→ **TEXTO**:
--- --- ---

Até esta quinta-feira (31), o Conselho Nacional dos Direitos Humanos (CNDH) vai em missão ao Território Quilombola de Alcântara, no Maranhão. A visita in loco ocorre no âmbito do Grupo de Trabalho (GT) “Direitos dos Povos e Comunidades Quilombolas”, instituído pelo colegiado em março deste ano, com a finalidade de verificar as situações de violações de direitos humanos em territórios quilombolas e propor soluções às questões identificadas.
De acordo com o conselheiro Paulo Maldos, coordenador do GT, o território de Alcântara foi eleito pelo grupo como um dos que receberia a missão por ser alvo, há mais de três décadas, de deslocamentos e graves violações de direitos humanos promovidas pelo próprio Estado. “É um caso emblemático de tensionamento com o Estado brasileiro, por conta da implantação de um projeto de grande impacto, que acreditamos ser importante conhecer melhor para interferir positivamente na salvaguarda dos direitos humanos das comunidades quilombolas daquela região”, afirma.
Ao todo, o GT fará visitas in loco (missões) a três territórios quilombolas. Além de Alcântara, em julho foi visitado o Território Quilombola de Brejo dos Crioulos, no norte de Minas gerais, e em setembro a comitiva irá o Território Quilombola de Maicá, na região de Santarém, no Pará. Ao final das missões, o grupo irá elaborar um relatório final com o diagnóstico da situação das comunidades quilombolas, com recomendações e propostas de ações para prevenção, defesa e reparação desses direitos violados.
A missão do CNDH em Alcântara inclui reunião com lideranças quilombolas e organizações que atuam na comunidade, além de visita à agrovila Maruda e aos quilombos de Mamona, Baracatatiua, Canelatiua, Santa Maria, Brito, Samucangaua, Iririzal e Ladeira. Também será realizada uma Audiência Pública para escuta dos quilombolas na comunidade quilombola de Mamona, com a presença de autoridades locais, estaduais e federais com responsabilidade de atuação sobre as questões que atingem a região.
Tensão no Território – A tensão na região de Alcântara, onde existem mais de 150 comunidades quilombolas certificadas pela Fundação Cultural Palmares, começou no início da década de 1980, quando foram cedidas as primeiras terras para a implantação do Centro de Lançamento de Alcântara (CLA), base de lançamento de foguetes da Aeronáutica.
De acordo com relatório da Federação dos Trabalhadores Rurais Agricultores e Agricultoras do Estado do Maranhão (FETAEMA), nos primeiros anos de implantação da base aconteceram muitos protestos e denúncias por conta do descumprimento, pela Aeronáutica, de acordo celebrado em 1983 com os quilombolas, que incluía indenizações e reparo de danos sociais, culturais, políticos e econômicos provocados pela implantação da base.

--- --- ---

→ **MATERIAL FORNECIDO**:
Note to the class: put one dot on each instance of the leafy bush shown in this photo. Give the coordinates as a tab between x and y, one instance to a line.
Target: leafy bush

--- --- ---

→ **TAREFAS**:
1. De acordo com o texto sobre a missão do CNDH em Alcântara, quando começou a tensão na região?
2. Reproduza palavra por palavra o trecho do texto sobre a missão do CNDH em Alcântara que começa em "A missão do" e termina em "atingem a região.".

→ **RESPOSTAS**:
1. No início da década de 1980, quando foram cedidas as primeiras terras para a implantação do Centro de Lançamento de Alcântara (CLA).

2.
A missão do CNDH em Alcântara inclui reunião com lideranças quilombolas e organizações que atuam na comunidade, além de visita à agrovila Maruda e aos quilombos de Mamona, Baracatatiua, Canelatiua, Santa Maria, Brito, Samucangaua, Iririzal e Ladeira. Também será realizada uma Audiência Pública para escuta dos quilombolas na comunidade quilombola de Mamona, com a presença de autoridades locais, estaduais e federais com responsabilidade de atuação sobre as questões que atingem a região.